(Stored data entries)

┄┄┄┄┄┄

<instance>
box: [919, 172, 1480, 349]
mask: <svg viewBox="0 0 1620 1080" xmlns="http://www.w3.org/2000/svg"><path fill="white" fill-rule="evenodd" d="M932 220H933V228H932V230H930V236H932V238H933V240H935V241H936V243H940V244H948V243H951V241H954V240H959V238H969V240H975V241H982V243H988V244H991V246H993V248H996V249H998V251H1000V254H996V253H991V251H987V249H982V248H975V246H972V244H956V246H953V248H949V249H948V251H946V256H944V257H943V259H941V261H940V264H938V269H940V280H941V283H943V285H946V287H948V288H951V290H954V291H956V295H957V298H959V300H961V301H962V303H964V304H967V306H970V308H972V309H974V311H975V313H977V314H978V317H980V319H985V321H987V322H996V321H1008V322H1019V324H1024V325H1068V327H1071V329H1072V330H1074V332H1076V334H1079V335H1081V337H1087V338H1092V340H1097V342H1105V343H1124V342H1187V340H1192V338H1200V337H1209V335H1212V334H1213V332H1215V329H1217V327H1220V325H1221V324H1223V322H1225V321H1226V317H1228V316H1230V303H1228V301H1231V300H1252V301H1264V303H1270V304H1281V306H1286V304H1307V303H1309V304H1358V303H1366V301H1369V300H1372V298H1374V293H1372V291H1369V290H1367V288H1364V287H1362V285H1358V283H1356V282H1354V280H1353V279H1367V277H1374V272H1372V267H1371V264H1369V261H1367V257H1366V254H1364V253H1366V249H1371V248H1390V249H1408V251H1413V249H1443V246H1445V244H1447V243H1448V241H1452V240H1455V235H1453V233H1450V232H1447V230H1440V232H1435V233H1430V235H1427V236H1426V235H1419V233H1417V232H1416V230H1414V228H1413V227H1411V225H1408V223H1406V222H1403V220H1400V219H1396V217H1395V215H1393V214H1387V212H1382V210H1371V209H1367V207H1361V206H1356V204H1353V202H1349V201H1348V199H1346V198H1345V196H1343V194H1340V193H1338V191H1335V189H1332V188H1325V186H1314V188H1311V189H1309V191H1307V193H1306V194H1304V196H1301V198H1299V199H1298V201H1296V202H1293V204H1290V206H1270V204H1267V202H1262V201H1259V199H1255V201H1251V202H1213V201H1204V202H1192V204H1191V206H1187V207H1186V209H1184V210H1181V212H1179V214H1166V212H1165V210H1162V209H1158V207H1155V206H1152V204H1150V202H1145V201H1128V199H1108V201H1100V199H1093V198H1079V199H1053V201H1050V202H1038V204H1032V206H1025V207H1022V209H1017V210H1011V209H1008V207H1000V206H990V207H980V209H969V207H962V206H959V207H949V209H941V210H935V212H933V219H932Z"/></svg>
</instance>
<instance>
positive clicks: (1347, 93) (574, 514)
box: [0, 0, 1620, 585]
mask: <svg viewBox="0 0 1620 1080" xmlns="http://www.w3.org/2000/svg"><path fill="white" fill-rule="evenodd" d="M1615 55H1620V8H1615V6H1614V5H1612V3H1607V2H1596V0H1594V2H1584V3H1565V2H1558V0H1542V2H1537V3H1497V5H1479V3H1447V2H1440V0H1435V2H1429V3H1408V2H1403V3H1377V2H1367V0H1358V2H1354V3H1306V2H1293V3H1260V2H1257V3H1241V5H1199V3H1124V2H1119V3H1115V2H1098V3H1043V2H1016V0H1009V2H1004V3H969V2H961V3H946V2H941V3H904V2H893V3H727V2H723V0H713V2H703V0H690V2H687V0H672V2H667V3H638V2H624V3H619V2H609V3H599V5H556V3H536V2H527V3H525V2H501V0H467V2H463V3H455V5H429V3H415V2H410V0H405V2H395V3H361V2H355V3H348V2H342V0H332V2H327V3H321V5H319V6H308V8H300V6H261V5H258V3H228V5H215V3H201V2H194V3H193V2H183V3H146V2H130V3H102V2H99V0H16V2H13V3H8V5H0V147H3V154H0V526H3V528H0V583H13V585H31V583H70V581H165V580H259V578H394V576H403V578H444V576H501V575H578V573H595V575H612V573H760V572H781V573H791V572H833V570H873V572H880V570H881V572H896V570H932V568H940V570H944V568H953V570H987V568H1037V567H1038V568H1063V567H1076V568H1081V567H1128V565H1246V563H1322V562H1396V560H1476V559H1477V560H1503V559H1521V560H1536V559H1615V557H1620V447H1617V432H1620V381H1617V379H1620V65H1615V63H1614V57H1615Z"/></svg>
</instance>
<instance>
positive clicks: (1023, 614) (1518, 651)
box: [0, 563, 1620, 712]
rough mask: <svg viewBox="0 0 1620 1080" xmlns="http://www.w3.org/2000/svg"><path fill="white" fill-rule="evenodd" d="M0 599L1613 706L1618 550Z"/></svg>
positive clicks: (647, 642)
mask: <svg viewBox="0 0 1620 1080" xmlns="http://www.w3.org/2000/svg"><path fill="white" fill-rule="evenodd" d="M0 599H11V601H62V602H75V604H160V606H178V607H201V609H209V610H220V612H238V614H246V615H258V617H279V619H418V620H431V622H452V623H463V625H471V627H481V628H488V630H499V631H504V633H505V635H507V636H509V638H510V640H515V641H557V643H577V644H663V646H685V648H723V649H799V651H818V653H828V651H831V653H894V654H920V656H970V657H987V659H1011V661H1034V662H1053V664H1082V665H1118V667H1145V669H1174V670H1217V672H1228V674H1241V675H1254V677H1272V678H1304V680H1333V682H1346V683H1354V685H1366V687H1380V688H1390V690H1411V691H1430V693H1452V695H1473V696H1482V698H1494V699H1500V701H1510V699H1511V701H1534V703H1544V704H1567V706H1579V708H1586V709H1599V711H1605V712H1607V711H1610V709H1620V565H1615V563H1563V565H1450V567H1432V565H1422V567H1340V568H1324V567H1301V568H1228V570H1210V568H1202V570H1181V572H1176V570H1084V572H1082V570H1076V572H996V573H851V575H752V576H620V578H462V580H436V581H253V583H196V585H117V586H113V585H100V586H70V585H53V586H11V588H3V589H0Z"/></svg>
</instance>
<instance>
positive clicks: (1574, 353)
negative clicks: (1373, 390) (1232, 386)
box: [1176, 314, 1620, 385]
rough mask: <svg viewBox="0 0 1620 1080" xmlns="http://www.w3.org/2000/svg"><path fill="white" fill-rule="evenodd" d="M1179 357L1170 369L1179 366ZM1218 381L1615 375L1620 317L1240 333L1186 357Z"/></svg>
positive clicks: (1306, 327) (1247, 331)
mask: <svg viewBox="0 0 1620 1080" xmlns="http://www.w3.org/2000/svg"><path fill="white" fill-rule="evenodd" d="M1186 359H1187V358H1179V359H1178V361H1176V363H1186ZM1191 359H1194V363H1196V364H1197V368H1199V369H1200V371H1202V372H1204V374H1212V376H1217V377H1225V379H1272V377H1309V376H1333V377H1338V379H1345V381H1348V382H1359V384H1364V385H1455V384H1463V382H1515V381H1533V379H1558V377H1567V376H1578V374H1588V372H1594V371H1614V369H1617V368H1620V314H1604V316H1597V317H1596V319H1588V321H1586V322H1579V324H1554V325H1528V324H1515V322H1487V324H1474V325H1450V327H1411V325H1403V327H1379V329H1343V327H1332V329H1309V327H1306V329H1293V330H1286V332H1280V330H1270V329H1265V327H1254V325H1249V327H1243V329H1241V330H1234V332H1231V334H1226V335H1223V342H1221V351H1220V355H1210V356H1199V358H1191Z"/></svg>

┄┄┄┄┄┄

== WHAT TO DO ==
Every line of the data should be copied exactly.

== TASK OUTPUT ==
<instance>
box: [919, 172, 1480, 349]
mask: <svg viewBox="0 0 1620 1080" xmlns="http://www.w3.org/2000/svg"><path fill="white" fill-rule="evenodd" d="M932 220H933V228H932V230H930V236H932V238H933V240H935V241H936V243H940V244H948V243H951V241H954V240H959V238H969V240H975V241H982V243H988V244H991V246H993V248H996V249H998V251H1000V254H996V253H991V251H987V249H982V248H975V246H972V244H956V246H953V248H949V249H948V251H946V256H944V257H943V259H941V261H940V264H938V269H940V280H941V283H943V285H946V287H948V288H951V290H954V291H956V295H957V298H959V300H961V301H962V303H964V304H967V306H970V308H972V309H974V311H975V313H977V314H978V317H980V319H985V321H987V322H996V321H1008V322H1019V324H1024V325H1068V327H1071V329H1072V330H1074V332H1076V334H1079V335H1081V337H1087V338H1092V340H1097V342H1105V343H1124V342H1187V340H1192V338H1200V337H1209V335H1212V334H1213V332H1215V329H1217V327H1220V325H1221V324H1223V322H1225V321H1226V317H1228V316H1230V303H1228V301H1231V300H1252V301H1264V303H1270V304H1281V306H1286V304H1307V303H1309V304H1358V303H1366V301H1369V300H1372V298H1374V293H1372V291H1369V290H1367V288H1364V287H1362V285H1358V283H1356V282H1354V280H1353V279H1367V277H1374V272H1372V267H1371V264H1369V261H1367V257H1366V254H1364V253H1366V249H1371V248H1390V249H1408V251H1413V249H1443V246H1445V244H1447V243H1448V241H1452V240H1455V235H1453V233H1450V232H1447V230H1440V232H1435V233H1430V235H1427V236H1426V235H1419V233H1417V232H1416V230H1414V228H1413V227H1411V225H1408V223H1406V222H1403V220H1400V219H1396V217H1395V215H1393V214H1387V212H1382V210H1371V209H1367V207H1361V206H1356V204H1353V202H1349V201H1348V199H1346V198H1345V196H1343V194H1340V193H1338V191H1335V189H1332V188H1325V186H1314V188H1311V189H1309V191H1307V193H1306V194H1304V196H1301V198H1299V199H1298V201H1296V202H1293V204H1290V206H1270V204H1267V202H1262V201H1259V199H1255V201H1251V202H1213V201H1204V202H1192V204H1191V206H1187V207H1186V209H1184V210H1181V212H1179V214H1166V212H1165V210H1162V209H1158V207H1155V206H1152V204H1150V202H1145V201H1128V199H1108V201H1100V199H1093V198H1079V199H1053V201H1050V202H1038V204H1032V206H1025V207H1022V209H1017V210H1011V209H1008V207H1000V206H990V207H980V209H969V207H962V206H959V207H949V209H941V210H935V212H933V219H932Z"/></svg>
</instance>
<instance>
positive clicks: (1347, 93) (574, 514)
box: [0, 0, 1620, 585]
mask: <svg viewBox="0 0 1620 1080" xmlns="http://www.w3.org/2000/svg"><path fill="white" fill-rule="evenodd" d="M1615 55H1620V8H1615V6H1614V5H1612V3H1607V2H1596V0H1594V2H1584V3H1565V2H1558V0H1542V2H1537V3H1497V5H1479V3H1447V2H1440V0H1435V2H1429V3H1408V2H1403V3H1377V2H1367V0H1358V2H1354V3H1306V2H1293V3H1260V2H1257V3H1241V5H1199V3H1124V2H1119V3H1115V2H1098V3H1043V2H1016V0H1009V2H1004V3H969V2H961V3H946V2H941V3H904V2H893V3H727V2H723V0H713V2H703V0H690V2H687V0H672V2H667V3H638V2H624V3H619V2H609V3H599V5H556V3H536V2H527V3H525V2H501V0H467V2H463V3H455V5H429V3H415V2H410V0H405V2H395V3H361V2H355V3H348V2H342V0H332V2H327V3H321V5H319V6H308V8H300V6H261V5H258V3H228V5H215V3H201V2H194V3H193V2H183V3H146V2H130V3H102V2H99V0H16V2H13V3H8V5H0V147H3V154H0V526H3V528H0V583H13V585H31V583H70V581H165V580H259V578H394V576H403V578H444V576H501V575H578V573H595V575H612V573H760V572H781V573H791V572H833V570H873V572H880V570H881V572H896V570H932V568H940V570H944V568H953V570H987V568H1037V567H1038V568H1063V567H1076V568H1081V567H1128V565H1246V563H1322V562H1396V560H1476V559H1477V560H1503V559H1521V560H1536V559H1615V557H1620V447H1617V432H1620V381H1617V379H1620V65H1615V63H1614V57H1615Z"/></svg>
</instance>
<instance>
positive clicks: (1023, 614) (1518, 651)
box: [0, 563, 1620, 712]
rough mask: <svg viewBox="0 0 1620 1080" xmlns="http://www.w3.org/2000/svg"><path fill="white" fill-rule="evenodd" d="M0 599L1613 706L1618 550Z"/></svg>
positive clicks: (647, 642)
mask: <svg viewBox="0 0 1620 1080" xmlns="http://www.w3.org/2000/svg"><path fill="white" fill-rule="evenodd" d="M0 599H11V601H62V602H75V604H160V606H178V607H201V609H209V610H220V612H238V614H246V615H258V617H279V619H418V620H431V622H452V623H463V625H471V627H481V628H488V630H499V631H504V633H505V635H507V636H509V638H510V640H515V641H557V643H577V644H663V646H685V648H723V649H799V651H818V653H828V651H831V653H894V654H920V656H970V657H987V659H1011V661H1034V662H1053V664H1082V665H1118V667H1145V669H1174V670H1217V672H1228V674H1241V675H1254V677H1272V678H1304V680H1333V682H1346V683H1354V685H1366V687H1380V688H1390V690H1411V691H1430V693H1452V695H1473V696H1482V698H1494V699H1500V701H1510V699H1511V701H1534V703H1544V704H1567V706H1579V708H1586V709H1599V711H1605V712H1607V711H1610V709H1620V565H1615V563H1563V565H1450V567H1432V565H1422V567H1340V568H1324V567H1301V568H1228V570H1210V568H1202V570H1181V572H1176V570H1084V572H1082V570H1076V572H996V573H851V575H752V576H620V578H462V580H436V581H253V583H196V585H117V586H113V585H100V586H70V585H53V586H11V588H3V589H0Z"/></svg>
</instance>
<instance>
positive clicks: (1574, 353)
negative clicks: (1373, 390) (1232, 386)
box: [1176, 314, 1620, 385]
rough mask: <svg viewBox="0 0 1620 1080" xmlns="http://www.w3.org/2000/svg"><path fill="white" fill-rule="evenodd" d="M1179 357L1170 369L1179 366ZM1218 381L1615 375L1620 317L1240 333L1186 357Z"/></svg>
positive clicks: (1306, 327) (1247, 331)
mask: <svg viewBox="0 0 1620 1080" xmlns="http://www.w3.org/2000/svg"><path fill="white" fill-rule="evenodd" d="M1186 359H1187V358H1179V359H1178V361H1176V363H1186ZM1191 359H1194V363H1196V364H1197V368H1199V369H1200V371H1202V372H1204V374H1212V376H1217V377H1225V379H1272V377H1309V376H1333V377H1338V379H1345V381H1348V382H1359V384H1364V385H1455V384H1463V382H1515V381H1533V379H1558V377H1567V376H1578V374H1588V372H1594V371H1614V369H1617V368H1620V314H1604V316H1597V317H1596V319H1588V321H1586V322H1579V324H1554V325H1528V324H1515V322H1487V324H1474V325H1450V327H1411V325H1403V327H1379V329H1343V327H1332V329H1309V327H1306V329H1293V330H1286V332H1280V330H1270V329H1265V327H1254V325H1249V327H1243V329H1241V330H1234V332H1231V334H1226V335H1223V342H1221V351H1220V355H1210V356H1199V358H1191Z"/></svg>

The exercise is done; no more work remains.